> [LESETEXT]:

********

Landesmuseum für Vorgeschichte (Halle)
Das Landesmuseum für Vorgeschichte in Halle (Saale) ist das archäologische Landesmuseum des Bundeslandes Sachsen-Anhalt und gehört zum Landesamt für Denkmalpflege und Archäologie Sachsen-Anhalt.
Als Teil der archäologischen Denkmalpflege in Sachsen-Anhalt beherbergt es eine der ältesten, umfangreichsten und bedeutendsten archäologischen Sammlungen in Deutschland. Zum umfangreichen Sammlungsbestand von mehr als 15 Millionen Funden gehören zahlreiche Stücke weltweiten Ranges, wie beispielsweise die berühmte Himmelsscheibe von Nebra, die sich seit dem 23. Mai 2008 in der Dauerausstellung des Museums befindet. Zu den zahlreichen weiteren bedeutenden Funden zählen unter anderem der Reiterstein von Hornhausen und die Familiengräber von Eulau.
Inhaltsverzeichnis
Geschichte des Museums
Die Gründung des Museums erfolgte am 3. Oktober 1819 durch den Thüringisch-Sächsischen Verein für Erforschung des vaterländischen Alterthums und Erhaltung seiner Denkmale in Naumburg. 1823 erfolgte die Verlegung nach Halle und 1825 die Unterbringung der Sammlung im Alten fürstlichen Prachtsaal der Neuen Residenz. Am 18. November 1876 wurde auf Beschluss des Landtags die Historische Commission der Provinz Sachsen gegründet. Im März 1882 wurden die Mittel zur Einrichtung eines Provinzialmuseums vom Landtag bewilligt. Erster Direktor wurde am 16. Juli 1884 der Konservators und Oberst a. D. Hans von Borries. Mit dem Beschluss der Historischen Kommission vom 21. April 1886, dem Museum geeignete Mitarbeiter bereitzustellen, begann die amtliche Bodendenkmalpflege in der Provinz Sachsen.

********

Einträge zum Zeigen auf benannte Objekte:
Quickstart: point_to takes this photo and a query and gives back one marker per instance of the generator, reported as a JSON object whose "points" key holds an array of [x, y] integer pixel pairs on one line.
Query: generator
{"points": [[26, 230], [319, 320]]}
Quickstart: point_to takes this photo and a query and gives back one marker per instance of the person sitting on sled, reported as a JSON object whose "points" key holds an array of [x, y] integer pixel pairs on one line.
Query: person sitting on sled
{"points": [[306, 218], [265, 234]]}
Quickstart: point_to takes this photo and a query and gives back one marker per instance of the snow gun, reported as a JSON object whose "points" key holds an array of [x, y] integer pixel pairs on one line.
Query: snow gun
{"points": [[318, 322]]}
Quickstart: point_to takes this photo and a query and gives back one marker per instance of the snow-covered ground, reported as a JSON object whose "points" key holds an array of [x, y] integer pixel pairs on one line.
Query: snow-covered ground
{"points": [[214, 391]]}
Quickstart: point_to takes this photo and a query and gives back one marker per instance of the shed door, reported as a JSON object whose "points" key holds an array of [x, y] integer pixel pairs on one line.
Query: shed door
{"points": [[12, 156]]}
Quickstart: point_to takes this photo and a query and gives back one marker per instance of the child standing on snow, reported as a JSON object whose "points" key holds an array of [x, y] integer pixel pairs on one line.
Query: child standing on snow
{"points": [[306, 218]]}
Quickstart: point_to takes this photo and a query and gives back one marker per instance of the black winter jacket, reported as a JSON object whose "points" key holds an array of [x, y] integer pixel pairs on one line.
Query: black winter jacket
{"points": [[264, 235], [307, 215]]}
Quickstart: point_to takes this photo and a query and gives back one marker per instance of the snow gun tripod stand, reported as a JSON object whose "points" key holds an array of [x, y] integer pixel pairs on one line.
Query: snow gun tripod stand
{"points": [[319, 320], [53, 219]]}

********

> [AUFGABE]:
Geben Sie aus dem Lesetext über das Landesmuseum den Abschnitt wortgetreu aus, der mit den Worten "Das Landesmuseum für" beginnt und mit "Familiengräber von Eulau." endet. Stützen Sie sich ausschließlich auf den Lesetext.

> [ERGEBNIS]:
Das Landesmuseum für Vorgeschichte in Halle (Saale) ist das archäologische Landesmuseum des Bundeslandes Sachsen-Anhalt und gehört zum Landesamt für Denkmalpflege und Archäologie Sachsen-Anhalt.
Als Teil der archäologischen Denkmalpflege in Sachsen-Anhalt beherbergt es eine der ältesten, umfangreichsten und bedeutendsten archäologischen Sammlungen in Deutschland. Zum umfangreichen Sammlungsbestand von mehr als 15 Millionen Funden gehören zahlreiche Stücke weltweiten Ranges, wie beispielsweise die berühmte Himmelsscheibe von Nebra, die sich seit dem 23. Mai 2008 in der Dauerausstellung des Museums befindet. Zu den zahlreichen weiteren bedeutenden Funden zählen unter anderem der Reiterstein von Hornhausen und die Familiengräber von Eulau.